*** Opening of GIVEN TEXT ***

In those with atelectasis by the aforementioned, retrospective, clinical criteria, the average attenuation was 119 HU in the non-aerated lung regions of interest. In comparison, the average attenuation of non-aerated lung regions in those diagnosed with pneumonia was 62. The difference [119 versus 62] was statistically significant and confirmed the common teaching that atelectasis is brighter than consolidation.
The authors then went on to find helpful diagnostic cutoff values and found that < 92 HU predicted a 97% sensitivity and 85% specificity for pneumonia; that is, a 3% false negative rate and a 15% false positive rate for the diagnosis of pneumonia. The ‘optimal’ HU value for the diagnosis of pneumonia was < 85 HU which predicted a 90% sensitivity [i.e. 10% false negative rate] and 92% specificity [i.e. 8% false positive rate].
Thoughts
Studies like this make me smile, because they are simple, intuitive and clinically meaningful. I file them away with other studies that I wish that I had conceived. There are certainly reasons to pause here, however. Notably, there is some problem with their clinical prediction model for pneumonia in that the criteria are mechanistically linked. For example, ‘pneumonia as a discharge diagnosis’ is worth one point but it is clinically-uncommon having pneumonia as a discharge diagnosis without receiving at least a dose of antibiotics [it is important to highlight here that the authors make no distinction between bacterial and viral pneumonia or, conversely, causes of high attenuation that are not atelectasis]. In totality, however, their scoring system for pneumonia follows what most clinicians use inherently, so there is external validity here. It also falls in line with other clinical prediction scores utilized for pneumonia.

*** Close of GIVEN TEXT ***

> _PROBLEM TO SOLVE_: Resume the CT attenuation discussion of atelectasis versus pneumonia, starting right after its final sentence.

*** Opening of ENTRIES SUPPLIED ***

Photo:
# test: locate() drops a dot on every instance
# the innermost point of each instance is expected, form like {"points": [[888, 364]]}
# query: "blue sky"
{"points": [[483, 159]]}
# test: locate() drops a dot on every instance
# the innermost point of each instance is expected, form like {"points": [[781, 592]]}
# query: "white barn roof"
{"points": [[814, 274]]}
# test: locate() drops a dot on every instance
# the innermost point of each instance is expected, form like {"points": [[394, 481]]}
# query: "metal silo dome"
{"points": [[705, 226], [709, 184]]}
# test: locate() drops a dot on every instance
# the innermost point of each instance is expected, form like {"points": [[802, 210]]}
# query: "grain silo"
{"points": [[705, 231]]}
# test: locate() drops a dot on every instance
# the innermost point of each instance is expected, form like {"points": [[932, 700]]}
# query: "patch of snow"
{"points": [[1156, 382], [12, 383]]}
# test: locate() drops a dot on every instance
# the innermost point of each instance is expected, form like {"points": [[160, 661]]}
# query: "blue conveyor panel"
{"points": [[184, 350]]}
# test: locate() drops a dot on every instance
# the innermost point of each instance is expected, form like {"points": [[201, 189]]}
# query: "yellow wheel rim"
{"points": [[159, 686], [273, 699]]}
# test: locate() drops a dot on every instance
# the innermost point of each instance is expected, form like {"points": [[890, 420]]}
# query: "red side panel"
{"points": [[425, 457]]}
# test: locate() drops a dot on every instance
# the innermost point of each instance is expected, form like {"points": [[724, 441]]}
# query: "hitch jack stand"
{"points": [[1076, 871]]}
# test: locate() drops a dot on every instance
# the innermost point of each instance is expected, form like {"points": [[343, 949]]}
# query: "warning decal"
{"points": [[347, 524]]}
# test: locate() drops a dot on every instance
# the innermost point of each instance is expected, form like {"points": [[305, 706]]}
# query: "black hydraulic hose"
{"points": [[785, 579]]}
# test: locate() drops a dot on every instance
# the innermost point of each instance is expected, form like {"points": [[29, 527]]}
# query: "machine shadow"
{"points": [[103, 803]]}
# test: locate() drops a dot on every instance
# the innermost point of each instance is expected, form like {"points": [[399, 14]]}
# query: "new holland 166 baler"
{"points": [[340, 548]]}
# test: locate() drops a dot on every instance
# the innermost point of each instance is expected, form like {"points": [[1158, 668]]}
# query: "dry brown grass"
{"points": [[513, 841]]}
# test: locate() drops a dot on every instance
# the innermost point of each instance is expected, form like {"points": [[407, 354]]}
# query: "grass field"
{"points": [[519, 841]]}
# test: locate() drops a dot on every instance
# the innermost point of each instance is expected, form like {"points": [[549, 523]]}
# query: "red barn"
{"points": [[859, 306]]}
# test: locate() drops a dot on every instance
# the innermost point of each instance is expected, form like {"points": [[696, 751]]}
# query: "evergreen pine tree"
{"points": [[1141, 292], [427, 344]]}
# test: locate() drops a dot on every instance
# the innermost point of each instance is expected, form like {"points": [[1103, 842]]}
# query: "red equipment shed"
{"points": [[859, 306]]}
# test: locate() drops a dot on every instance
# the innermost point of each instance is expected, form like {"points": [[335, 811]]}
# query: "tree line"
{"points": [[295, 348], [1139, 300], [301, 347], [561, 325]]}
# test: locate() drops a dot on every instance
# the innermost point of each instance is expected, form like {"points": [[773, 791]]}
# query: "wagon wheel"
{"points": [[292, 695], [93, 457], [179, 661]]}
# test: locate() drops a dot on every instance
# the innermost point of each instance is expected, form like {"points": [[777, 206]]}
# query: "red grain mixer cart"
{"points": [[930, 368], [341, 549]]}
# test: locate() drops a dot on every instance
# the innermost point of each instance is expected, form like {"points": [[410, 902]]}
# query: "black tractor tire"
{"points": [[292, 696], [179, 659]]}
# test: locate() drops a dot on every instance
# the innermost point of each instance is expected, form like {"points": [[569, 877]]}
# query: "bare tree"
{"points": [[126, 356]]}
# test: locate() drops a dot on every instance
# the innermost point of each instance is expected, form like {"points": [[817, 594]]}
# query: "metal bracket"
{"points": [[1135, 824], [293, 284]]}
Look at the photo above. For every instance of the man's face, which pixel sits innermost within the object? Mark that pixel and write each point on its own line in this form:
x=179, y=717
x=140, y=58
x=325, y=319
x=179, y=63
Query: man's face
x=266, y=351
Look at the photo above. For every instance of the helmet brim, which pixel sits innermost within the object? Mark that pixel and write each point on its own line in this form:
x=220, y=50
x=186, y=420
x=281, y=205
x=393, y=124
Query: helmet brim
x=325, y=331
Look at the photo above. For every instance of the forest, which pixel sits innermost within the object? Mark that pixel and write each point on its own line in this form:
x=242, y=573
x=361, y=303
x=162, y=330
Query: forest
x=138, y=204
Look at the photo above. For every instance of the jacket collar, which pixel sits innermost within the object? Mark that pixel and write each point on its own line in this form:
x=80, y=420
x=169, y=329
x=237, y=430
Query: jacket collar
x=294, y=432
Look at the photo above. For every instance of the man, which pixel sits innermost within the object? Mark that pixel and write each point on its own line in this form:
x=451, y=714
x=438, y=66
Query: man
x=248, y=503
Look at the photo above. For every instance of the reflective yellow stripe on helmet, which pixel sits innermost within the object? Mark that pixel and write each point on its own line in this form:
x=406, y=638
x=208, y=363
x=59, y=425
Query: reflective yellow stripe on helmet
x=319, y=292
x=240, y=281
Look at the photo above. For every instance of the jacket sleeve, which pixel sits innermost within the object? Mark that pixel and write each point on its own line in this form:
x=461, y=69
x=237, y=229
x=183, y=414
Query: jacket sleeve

*** Close of ENTRIES SUPPLIED ***

> _TASK RESULT_:
The authors astutely bring to our attention that the timing of contrast and attenuation of the ascending aorta and main pulmonary artery should be similar when comparing this study to others or to one’s patient. Further, changing the peak kilovolt setting will alter the HU threshold between patients.
I also appreciate how the authors predict clinical settings in which using different HU diagnostic cutoffs may be more pertinent. For example, they mention that when the diagnosis of pneumonia cannot be missed, the higher HU [92] should be utilized – such patients may be those in the ED who are to be discharged without follow up, or those who are immunocompromised. In patients where clinical follow up is close, or cross-sectional in time [e.g. those being admitted], the lower HU threshold could be utilized.
While these cutoffs are useful, and putatively codify and objectify experience and/or anecdotal approaches to differentiating consolidation from atelectasis on the chest CT, like every other diagnostic test, these cutoffs must be nested within clinical context. I am imaging a patient with an imperceptible airway narrowing causing lower lobe atelectasis and post-obstructive pneumonia. Here, there may be very high HU from a predominant atelectatic event, yet with abrupt onset fevers, chills, productive sputum and leukocytosis, the patient’s radiographic findings mustn’t be held as sacrosanct.